▶ EXERCISE DETAILS
The answer must be the full listing, retyped exactly.

▶ EXTRACTED RECORDS
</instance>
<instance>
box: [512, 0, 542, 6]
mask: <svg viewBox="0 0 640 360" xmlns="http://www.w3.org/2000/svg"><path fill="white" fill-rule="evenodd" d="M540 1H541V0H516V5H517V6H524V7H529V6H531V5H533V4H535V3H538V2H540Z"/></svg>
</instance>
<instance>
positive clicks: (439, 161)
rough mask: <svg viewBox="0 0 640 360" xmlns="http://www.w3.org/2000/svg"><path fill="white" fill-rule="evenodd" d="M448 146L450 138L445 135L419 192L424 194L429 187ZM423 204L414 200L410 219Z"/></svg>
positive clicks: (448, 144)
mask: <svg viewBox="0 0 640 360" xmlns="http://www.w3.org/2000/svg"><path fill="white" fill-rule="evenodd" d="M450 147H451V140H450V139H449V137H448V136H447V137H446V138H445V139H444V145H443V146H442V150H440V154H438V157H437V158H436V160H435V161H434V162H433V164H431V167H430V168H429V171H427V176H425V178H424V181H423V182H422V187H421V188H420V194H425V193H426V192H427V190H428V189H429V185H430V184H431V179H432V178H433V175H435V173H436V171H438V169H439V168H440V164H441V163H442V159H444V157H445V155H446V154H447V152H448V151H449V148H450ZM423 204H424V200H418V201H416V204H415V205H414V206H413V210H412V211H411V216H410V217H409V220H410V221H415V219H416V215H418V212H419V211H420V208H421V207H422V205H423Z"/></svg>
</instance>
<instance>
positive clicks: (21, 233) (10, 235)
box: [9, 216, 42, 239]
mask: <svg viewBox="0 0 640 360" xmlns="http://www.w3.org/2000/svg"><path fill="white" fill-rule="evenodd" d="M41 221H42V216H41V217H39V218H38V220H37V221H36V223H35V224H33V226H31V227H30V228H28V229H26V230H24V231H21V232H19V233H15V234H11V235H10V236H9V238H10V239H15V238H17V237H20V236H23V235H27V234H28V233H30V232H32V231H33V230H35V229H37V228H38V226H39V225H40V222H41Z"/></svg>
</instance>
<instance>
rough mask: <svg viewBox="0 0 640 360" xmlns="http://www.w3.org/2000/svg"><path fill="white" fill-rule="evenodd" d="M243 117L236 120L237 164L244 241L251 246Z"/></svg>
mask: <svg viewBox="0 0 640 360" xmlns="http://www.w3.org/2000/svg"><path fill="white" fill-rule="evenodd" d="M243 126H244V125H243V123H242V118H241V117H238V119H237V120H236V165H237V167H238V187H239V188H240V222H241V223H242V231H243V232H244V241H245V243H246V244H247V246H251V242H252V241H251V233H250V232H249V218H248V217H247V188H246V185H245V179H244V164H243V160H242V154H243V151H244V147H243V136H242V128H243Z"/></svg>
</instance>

▶ ANSWER SECTION
</instance>
<instance>
box: [512, 0, 542, 6]
mask: <svg viewBox="0 0 640 360" xmlns="http://www.w3.org/2000/svg"><path fill="white" fill-rule="evenodd" d="M540 1H541V0H516V5H517V6H524V7H529V6H531V5H533V4H535V3H538V2H540Z"/></svg>
</instance>
<instance>
positive clicks: (439, 161)
rough mask: <svg viewBox="0 0 640 360" xmlns="http://www.w3.org/2000/svg"><path fill="white" fill-rule="evenodd" d="M448 146L450 138L445 135L419 192L424 194L429 187ZM423 204L414 200L410 219Z"/></svg>
positive clicks: (448, 144)
mask: <svg viewBox="0 0 640 360" xmlns="http://www.w3.org/2000/svg"><path fill="white" fill-rule="evenodd" d="M450 147H451V140H450V139H449V137H448V136H447V137H446V138H445V139H444V145H443V146H442V150H440V154H438V157H437V158H436V160H435V161H434V162H433V164H431V167H430V168H429V171H427V176H425V178H424V181H423V182H422V187H421V188H420V194H425V193H426V192H427V190H428V189H429V185H430V184H431V179H432V178H433V175H435V173H436V171H438V169H439V168H440V164H441V163H442V159H444V157H445V155H446V154H447V152H448V151H449V148H450ZM423 204H424V200H418V201H416V204H415V205H414V206H413V210H412V211H411V216H410V217H409V220H410V221H415V219H416V215H418V212H419V211H420V208H421V207H422V205H423Z"/></svg>
</instance>
<instance>
positive clicks: (21, 233) (10, 235)
box: [9, 216, 42, 239]
mask: <svg viewBox="0 0 640 360" xmlns="http://www.w3.org/2000/svg"><path fill="white" fill-rule="evenodd" d="M41 221H42V216H41V217H39V218H38V220H37V221H36V223H35V224H33V226H31V227H30V228H28V229H26V230H24V231H21V232H19V233H15V234H11V235H10V236H9V238H10V239H15V238H17V237H20V236H23V235H27V234H28V233H30V232H32V231H33V230H35V229H37V228H38V226H39V225H40V222H41Z"/></svg>
</instance>
<instance>
rough mask: <svg viewBox="0 0 640 360" xmlns="http://www.w3.org/2000/svg"><path fill="white" fill-rule="evenodd" d="M243 117L236 120L237 164L244 241L251 246Z"/></svg>
mask: <svg viewBox="0 0 640 360" xmlns="http://www.w3.org/2000/svg"><path fill="white" fill-rule="evenodd" d="M243 126H244V125H243V123H242V118H241V117H238V119H237V120H236V165H237V167H238V187H239V188H240V222H241V223H242V231H243V232H244V241H245V243H246V244H247V246H251V242H252V241H251V233H250V232H249V218H248V217H247V188H246V185H245V179H244V164H243V160H242V154H243V151H244V147H243V136H242V128H243Z"/></svg>
</instance>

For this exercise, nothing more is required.